[Tugas Anda]
**A.** Menurut teks tentang doomscrolling, apa yang dialami otak ketika informasi negatif terus-menerus masuk tanpa diimbangi interaksi positif?
**B.** Lanjutkan teks tentang doomscrolling dan kesepian digital, mulai setelah kalimat terakhirnya.

Pekerja digital, freelancer, dan remote worker juga sering terjebak dalam kebiasaan ini karena mereka bekerja dengan layar setiap hari, dan informasi adalah bagian dari rutinitas. Sementara itu, ibu rumah tangga dan lansia yang menghabiskan banyak waktu di rumah cenderung menjadikan ponsel sebagai teman utama, menjadikan doomscrolling sebagai “pelarian diam – diam” yang tak mereka sadari.


Doomscrolling dan Kesepian Digital

Yang sering tak disadari adalah bahwa doomscrolling juga memperkuat rasa kesepian. Di saat kita terpaku pada layar, kita kehilangan waktu untuk berinteraksi dengan orang lain secara nyata. Kita merasa “terhubung” lewat informasi, tetapi kenyataannya kita makin jauh dari empati sosial. Otak yang seharusnya mendapatkan stimulus positif dari hubungan antar manusia, malah disuguhi ketakutan dan kejengkelan dari dunia maya.

Hubungan sosial yang sehat adalah bagian penting dari stabilitas mental. Ketika informasi negatif terus-menerus masuk tanpa diimbangi dengan interaksi positif, otak mengalami overload emosional. Kita pun menjadi lebih mudah merasa tidak berdaya, marah tanpa alasan, dan bahkan menghindari aktivitas yang dulu menyenangkan.

[Materi yang Disediakan]
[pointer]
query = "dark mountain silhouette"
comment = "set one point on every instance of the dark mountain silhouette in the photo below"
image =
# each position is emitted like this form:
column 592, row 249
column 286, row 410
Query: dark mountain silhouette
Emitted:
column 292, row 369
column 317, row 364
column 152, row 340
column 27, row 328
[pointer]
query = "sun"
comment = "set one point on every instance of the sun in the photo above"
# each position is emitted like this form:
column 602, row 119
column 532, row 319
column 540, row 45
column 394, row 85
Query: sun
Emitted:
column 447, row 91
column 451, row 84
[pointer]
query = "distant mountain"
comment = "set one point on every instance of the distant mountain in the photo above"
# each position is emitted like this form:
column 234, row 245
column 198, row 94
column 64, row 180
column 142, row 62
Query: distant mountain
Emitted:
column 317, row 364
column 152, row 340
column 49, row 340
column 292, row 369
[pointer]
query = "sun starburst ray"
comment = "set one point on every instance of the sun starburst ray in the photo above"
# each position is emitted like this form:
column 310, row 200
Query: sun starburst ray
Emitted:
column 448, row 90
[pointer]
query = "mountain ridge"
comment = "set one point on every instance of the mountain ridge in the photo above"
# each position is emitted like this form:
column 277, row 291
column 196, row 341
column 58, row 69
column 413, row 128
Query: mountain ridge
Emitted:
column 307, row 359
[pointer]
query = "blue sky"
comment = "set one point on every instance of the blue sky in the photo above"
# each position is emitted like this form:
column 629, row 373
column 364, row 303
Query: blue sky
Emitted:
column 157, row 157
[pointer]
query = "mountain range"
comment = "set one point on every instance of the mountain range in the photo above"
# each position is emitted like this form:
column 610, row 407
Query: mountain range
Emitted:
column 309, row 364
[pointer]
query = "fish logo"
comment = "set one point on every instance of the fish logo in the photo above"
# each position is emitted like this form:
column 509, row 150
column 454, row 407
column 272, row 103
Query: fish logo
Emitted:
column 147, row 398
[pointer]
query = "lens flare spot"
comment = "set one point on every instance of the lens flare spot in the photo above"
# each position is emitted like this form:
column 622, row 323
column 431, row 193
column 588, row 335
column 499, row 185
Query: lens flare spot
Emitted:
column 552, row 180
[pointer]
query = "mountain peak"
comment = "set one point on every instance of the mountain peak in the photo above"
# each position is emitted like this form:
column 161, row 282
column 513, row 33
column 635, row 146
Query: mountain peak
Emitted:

---

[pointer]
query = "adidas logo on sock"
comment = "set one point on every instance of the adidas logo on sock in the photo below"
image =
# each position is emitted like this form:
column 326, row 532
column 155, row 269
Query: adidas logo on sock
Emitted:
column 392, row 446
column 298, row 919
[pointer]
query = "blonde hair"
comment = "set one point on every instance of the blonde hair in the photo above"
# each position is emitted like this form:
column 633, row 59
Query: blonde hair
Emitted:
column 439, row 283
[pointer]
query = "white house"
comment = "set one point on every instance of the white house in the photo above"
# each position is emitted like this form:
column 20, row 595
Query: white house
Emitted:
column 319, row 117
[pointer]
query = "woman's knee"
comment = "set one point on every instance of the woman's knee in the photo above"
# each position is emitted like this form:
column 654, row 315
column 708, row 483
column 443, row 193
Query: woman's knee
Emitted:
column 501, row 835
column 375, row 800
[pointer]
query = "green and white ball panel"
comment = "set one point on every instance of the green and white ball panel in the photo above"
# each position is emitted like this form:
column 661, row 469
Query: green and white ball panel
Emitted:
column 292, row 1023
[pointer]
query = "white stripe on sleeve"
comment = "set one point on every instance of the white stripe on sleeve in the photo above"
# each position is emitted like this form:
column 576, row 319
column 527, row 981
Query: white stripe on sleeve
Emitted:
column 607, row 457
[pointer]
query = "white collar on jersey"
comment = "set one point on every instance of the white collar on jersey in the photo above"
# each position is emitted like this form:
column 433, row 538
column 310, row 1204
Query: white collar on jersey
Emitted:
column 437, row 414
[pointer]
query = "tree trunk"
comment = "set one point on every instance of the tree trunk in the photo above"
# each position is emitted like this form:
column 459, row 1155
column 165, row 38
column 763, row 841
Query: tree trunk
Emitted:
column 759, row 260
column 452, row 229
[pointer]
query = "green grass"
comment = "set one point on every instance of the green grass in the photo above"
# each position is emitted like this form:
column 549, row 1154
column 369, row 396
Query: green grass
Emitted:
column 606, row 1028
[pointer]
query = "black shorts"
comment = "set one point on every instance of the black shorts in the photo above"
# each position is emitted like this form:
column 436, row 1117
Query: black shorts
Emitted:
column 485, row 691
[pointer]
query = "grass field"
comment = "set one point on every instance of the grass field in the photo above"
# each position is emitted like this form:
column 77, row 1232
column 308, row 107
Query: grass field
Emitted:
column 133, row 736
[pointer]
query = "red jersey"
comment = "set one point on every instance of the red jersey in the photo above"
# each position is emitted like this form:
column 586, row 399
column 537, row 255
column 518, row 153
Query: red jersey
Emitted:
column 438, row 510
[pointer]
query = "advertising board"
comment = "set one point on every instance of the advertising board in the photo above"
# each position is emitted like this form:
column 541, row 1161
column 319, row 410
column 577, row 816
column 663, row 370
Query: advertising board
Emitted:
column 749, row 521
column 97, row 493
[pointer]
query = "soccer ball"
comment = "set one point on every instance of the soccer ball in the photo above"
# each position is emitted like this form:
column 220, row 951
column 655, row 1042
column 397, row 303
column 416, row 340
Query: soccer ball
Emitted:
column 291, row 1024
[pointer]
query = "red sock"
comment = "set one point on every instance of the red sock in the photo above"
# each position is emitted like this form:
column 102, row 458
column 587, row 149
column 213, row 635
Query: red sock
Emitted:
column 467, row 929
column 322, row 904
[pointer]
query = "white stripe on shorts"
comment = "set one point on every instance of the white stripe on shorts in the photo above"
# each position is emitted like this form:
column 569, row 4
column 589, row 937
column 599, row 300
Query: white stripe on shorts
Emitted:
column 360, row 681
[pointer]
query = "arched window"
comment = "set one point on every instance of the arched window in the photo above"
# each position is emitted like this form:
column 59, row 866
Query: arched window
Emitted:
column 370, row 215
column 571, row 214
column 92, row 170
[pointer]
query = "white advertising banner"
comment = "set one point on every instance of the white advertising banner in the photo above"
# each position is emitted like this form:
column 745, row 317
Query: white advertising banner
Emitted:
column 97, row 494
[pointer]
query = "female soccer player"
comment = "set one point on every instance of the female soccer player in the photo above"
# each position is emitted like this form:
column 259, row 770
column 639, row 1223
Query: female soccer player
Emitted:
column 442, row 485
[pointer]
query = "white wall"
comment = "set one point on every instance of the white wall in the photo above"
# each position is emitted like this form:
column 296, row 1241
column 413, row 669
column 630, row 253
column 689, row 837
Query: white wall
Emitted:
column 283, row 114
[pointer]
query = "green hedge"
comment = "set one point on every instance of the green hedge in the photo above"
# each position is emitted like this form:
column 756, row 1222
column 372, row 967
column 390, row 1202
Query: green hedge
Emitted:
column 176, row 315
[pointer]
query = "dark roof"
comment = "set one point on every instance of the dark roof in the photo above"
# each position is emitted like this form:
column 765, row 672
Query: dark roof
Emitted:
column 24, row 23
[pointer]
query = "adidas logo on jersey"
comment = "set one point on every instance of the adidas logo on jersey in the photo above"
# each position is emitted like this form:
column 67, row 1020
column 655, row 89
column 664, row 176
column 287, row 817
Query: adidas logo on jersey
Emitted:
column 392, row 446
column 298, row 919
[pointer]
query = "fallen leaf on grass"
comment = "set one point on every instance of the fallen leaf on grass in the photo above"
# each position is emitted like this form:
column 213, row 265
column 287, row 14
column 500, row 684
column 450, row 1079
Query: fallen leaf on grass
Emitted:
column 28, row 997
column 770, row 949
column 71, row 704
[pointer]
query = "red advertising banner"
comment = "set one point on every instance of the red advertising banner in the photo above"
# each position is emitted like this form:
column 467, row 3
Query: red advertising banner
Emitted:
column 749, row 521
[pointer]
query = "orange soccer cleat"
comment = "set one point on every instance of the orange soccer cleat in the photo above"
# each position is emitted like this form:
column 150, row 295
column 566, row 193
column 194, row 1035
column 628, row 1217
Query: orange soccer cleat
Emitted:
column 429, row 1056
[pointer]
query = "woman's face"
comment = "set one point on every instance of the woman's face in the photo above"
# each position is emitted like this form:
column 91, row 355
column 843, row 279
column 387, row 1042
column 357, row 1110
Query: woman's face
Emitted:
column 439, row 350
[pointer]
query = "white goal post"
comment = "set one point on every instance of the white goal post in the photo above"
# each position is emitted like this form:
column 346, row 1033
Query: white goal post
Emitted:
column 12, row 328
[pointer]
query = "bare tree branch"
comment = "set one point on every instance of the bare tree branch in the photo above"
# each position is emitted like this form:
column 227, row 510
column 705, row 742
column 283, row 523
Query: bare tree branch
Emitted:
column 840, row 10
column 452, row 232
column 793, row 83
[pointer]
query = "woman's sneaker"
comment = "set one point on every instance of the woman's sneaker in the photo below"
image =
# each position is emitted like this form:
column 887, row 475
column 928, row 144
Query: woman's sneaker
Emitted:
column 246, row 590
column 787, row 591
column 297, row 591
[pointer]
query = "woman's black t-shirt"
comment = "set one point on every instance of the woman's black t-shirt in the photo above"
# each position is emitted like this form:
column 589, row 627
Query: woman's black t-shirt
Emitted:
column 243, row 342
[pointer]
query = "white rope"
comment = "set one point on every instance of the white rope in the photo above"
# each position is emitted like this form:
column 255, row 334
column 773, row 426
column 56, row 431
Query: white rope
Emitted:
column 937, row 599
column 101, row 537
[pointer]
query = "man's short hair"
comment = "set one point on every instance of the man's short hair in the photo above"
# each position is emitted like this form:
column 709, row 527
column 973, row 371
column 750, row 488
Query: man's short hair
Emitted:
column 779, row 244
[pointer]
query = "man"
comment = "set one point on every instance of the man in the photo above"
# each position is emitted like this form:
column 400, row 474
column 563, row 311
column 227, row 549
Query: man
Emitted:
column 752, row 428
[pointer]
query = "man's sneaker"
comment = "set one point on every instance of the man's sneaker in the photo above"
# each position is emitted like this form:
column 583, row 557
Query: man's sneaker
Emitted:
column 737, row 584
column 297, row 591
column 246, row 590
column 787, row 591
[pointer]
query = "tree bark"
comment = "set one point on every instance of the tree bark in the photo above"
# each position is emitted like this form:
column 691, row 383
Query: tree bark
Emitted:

[Daftar Jawaban]
**A.** Otak mengalami overload emosional.

**B.**
Langkah Realistis untuk Menghentikan Doomscrolling

Menghentikan doomscrolling bukan soal berhenti total dari internet, tapi tentang mengambil kembali kendali atas cara kita menggunakan waktu dan perhatian.

  • Batasi waktu layar, terutama sebelum tidur. Cahaya biru dari layar dan paparan berita berat sebelum tidur terbukti mengganggu pola tidur alami.

  • Pilih sumber informasi yang terpercaya dan sehat. Berlangganan satu atau dua sumber berita harian yang tidak terlalu sensasional bisa mengurangi kecanduan update negatif.

  • Nonaktifkan notifikasi media sosial dan berita yang tidak relevan. Jangan biarkan teknologi memanggilmu setiap saat.

  • Ganti kebiasaan scrolling dengan aktivitas yang memperkuat koneksi dengan diri sendiri — seperti menulis jurnal, membaca buku, atau sekadar berjalan kaki di alam terbuka.

  • Latih kesadaran diri melalui meditasi atau teknik pernapasan. Ini bukan sekadar gaya hidup, tapi pelindung mental.


Saatnya Detoks Informasi

Tubuh kita tidak akan tahan jika terus diberi makanan tidak sehat, begitu pula otak. Doomscrolling adalah bentuk konsumsi berlebihan terhadap “junk information” yang tidak menyehatkan secara emosional. Kita perlu menyadari bahwa kesehatan mental butuh ruang — ruang yang bersih dari informasi beracun.

Detoks informasi bukan berarti menjadi anti-sosial atau tidak peduli dunia, tapi memberi ruang bagi otak untuk bernapas. Seperti tubuh yang butuh istirahat dari makanan berat, otak pun perlu rehat dari arus informasi yang tak kunjung usai.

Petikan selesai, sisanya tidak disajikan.